___ Document passage ___
The sigmoid gently goes from 0 to 1, while the tanh goes from -1 to 1; I have already encountered them while reading of Long Short-Term Memories (LSTM) where they are extensively used to block or propagate memories of previous events. You see there are a lot of exp functions to calculate, by converse the hinge is just trivial and does not require complex hardware. The hinge just says “below this hyperplane I do not care what happens”.
Coming back to the paper, in 2006 Hinton introduced his layer-by-layer initialization procedure, that allowed training deep networks from a good starting point. The authors were investigating why the usual training procedure was not working well, and Hinton’s one was better. They decided to experiment with the simple rectifier function, and they figured out that it was giving very good results; so good that in many cases the pre-training procedure was not needed anymore.
One caveat is that rectifiers need also an L1 normalization, as the function to the right of 0 is purely linear the model can be affected by unbounded-activation problems: the coefficients can grow and grow in values as there is no penalty for using very high values for coefficients. The regularization keeps the learned parameters low penalizing models with very high coefficients. Sigmoids and tanh in that case saturates to 1.
It is not a limitation to have an asymmetric function as the rectifier: in case something symmetrical needs to be learned, it is possible to do it with a couple of rectifiers with the sign swapped. Some more neurons can be needed, but with a much simpler activation function. The paper does interesting comparisons with the “leaky integrate-and-fire” model used to represent real biological neurons activation function: also this model presents an asymmetry at 0, thing that makes tanh models implausible – they force an unnatural antisymmetry in the learned model.
___ Given data ___
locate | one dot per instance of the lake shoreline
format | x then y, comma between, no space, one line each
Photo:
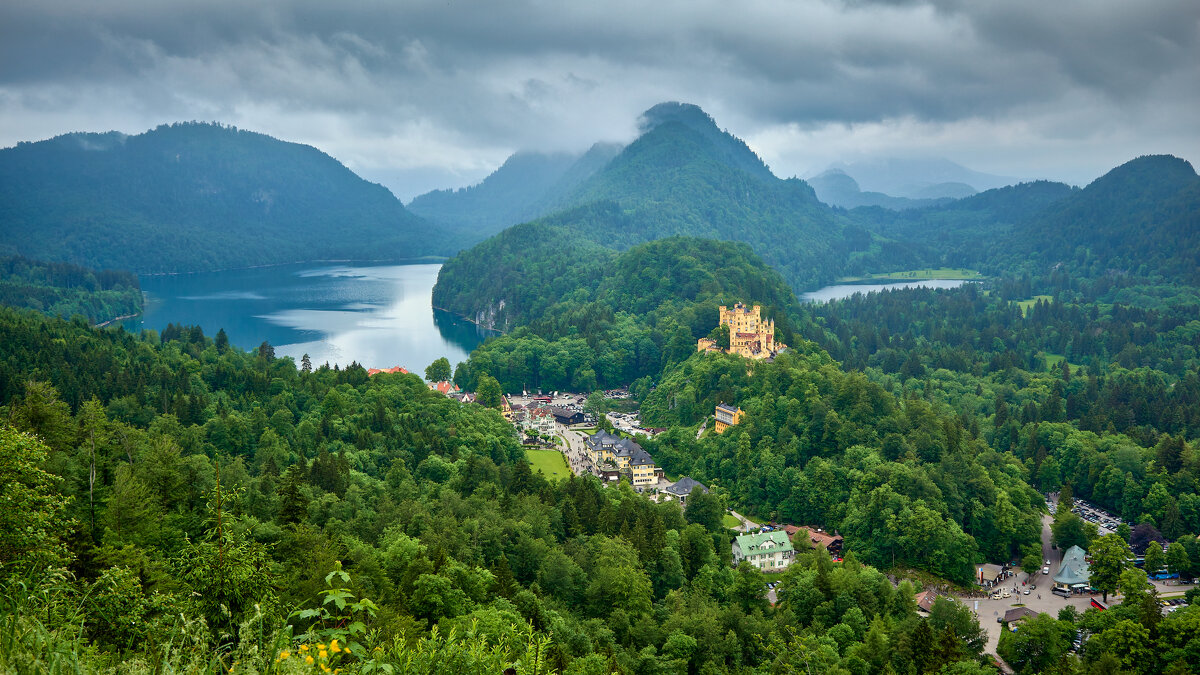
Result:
420,260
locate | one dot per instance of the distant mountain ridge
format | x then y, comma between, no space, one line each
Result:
523,187
919,178
683,177
189,197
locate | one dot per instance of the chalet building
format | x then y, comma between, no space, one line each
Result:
625,457
681,489
769,551
567,416
539,420
726,416
817,537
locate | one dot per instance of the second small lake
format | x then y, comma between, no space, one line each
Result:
843,291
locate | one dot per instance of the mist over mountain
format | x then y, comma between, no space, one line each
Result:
523,187
187,197
838,189
919,178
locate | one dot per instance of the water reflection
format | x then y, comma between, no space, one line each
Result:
376,315
843,291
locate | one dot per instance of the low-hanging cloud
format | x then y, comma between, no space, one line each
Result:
1017,87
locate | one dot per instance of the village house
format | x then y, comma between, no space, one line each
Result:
539,420
817,537
681,489
612,454
567,416
445,388
989,574
726,416
391,370
769,551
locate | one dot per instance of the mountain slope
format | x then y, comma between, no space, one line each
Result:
523,187
1141,217
685,177
196,197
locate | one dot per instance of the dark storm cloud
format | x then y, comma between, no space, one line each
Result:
457,85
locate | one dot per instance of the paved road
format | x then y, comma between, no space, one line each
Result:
1041,599
574,449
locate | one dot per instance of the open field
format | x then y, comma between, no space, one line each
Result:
551,463
915,275
1026,304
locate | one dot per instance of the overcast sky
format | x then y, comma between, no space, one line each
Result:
421,94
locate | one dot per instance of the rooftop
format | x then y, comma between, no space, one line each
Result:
778,539
1074,569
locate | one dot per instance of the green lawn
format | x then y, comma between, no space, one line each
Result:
1026,304
550,463
916,275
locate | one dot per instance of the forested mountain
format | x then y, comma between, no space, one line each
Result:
66,290
189,507
965,232
1141,217
685,177
682,178
525,187
196,197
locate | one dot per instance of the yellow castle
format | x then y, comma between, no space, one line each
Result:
750,335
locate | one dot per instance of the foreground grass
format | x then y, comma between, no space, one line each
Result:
916,275
550,463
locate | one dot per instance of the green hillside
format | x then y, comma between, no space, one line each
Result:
521,189
196,197
66,290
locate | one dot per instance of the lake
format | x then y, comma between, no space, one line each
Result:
377,315
844,291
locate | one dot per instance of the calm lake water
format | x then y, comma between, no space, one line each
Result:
846,290
377,315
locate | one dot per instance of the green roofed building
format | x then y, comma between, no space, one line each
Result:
769,551
1073,573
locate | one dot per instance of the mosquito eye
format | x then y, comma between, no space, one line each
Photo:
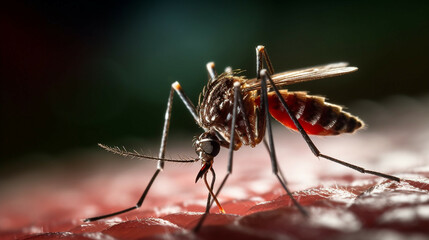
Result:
211,148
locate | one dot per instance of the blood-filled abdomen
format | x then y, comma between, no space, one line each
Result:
315,115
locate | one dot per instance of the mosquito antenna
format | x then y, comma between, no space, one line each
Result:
135,154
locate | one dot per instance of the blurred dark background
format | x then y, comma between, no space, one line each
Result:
75,73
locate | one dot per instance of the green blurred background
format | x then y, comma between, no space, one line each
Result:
75,73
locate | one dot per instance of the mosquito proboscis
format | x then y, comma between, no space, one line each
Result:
235,111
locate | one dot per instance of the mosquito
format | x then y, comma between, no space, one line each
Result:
234,111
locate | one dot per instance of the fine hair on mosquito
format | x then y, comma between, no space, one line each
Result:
___
#### Assigned task 1
According to the passage on rectifier activation functions, what did Hinton introduce in 2006?
#### Assigned task 2
Rewrite the part of the passage on rectifier activation functions between "Coming back to" and "not needed anymore.", inclusive, replacing "procedure" with "method" throughout.
#### Assigned task 3
Continue the passage on rectifier activation functions with the next part, starting after its last sentence.
The entries are separate material and are not part of the passage on rectifier activation functions.

#### Task output 1
A layer-by-layer initialization procedure that allowed deep networks to be trained from a good starting point.

#### Task output 2
Coming back to the paper, in 2006 Hinton introduced his layer-by-layer initialization method, that allowed training deep networks from a good starting point. The authors were investigating why the usual training method was not working well, and Hinton’s one was better. They decided to experiment with the simple rectifier function, and they figured out that it was giving very good results; so good that in many cases the pre-training method was not needed anymore.

#### Task output 3
The paper also describes another point: the percentage of neurons producing something different than 0 is very low in nature (1 to 4%) while with sigmoids all of them are calculating something more or less at 0.5. A model with rectifiers is much closer to what happens in nature: when something is not interesting 0 is propagated, no energy will be required, clear paths are selected in the network. The sparsity is an interesting point, also because it is a sign of disentangling: only some changes to some variables affects the output, with very entangle models instead a small change in whatever variable affects the output. A disentangled model is therefore more robust and explainable, just some paths are taken to compute the result.
Another point is the gradient vanishing problem, as the rectifier is not smoot at all, the gradient will be propagated to back to the previous network layers, and training will be possible even with many many layers stacked. A potential problem, by converse, is that when the rectifier outputs 0, there is no gradient at all propagated – it is just a flat zero line! But after some experiments with a comparison with a smoothed version of the rectifier, they realized that this is not really a problem. In some architectures, like denoising autoencoders for unsupervised learning – some the softplus function or a normalization will be needed to avoid this 0-ing out problem; see the paper for details.
The authors report the result of many experiments. On image recognition, the rectifiers have been able to learn a very good model without the pre-training procedure, and this creating a good sparse model. In tasks such as sentiment analysis instead, the pre-training is still useful even though if many classified samples are available it becomes less useful.
The authors have done a great job in making this complex matter clear and understandable, I really encourage you to read the original article if you have time.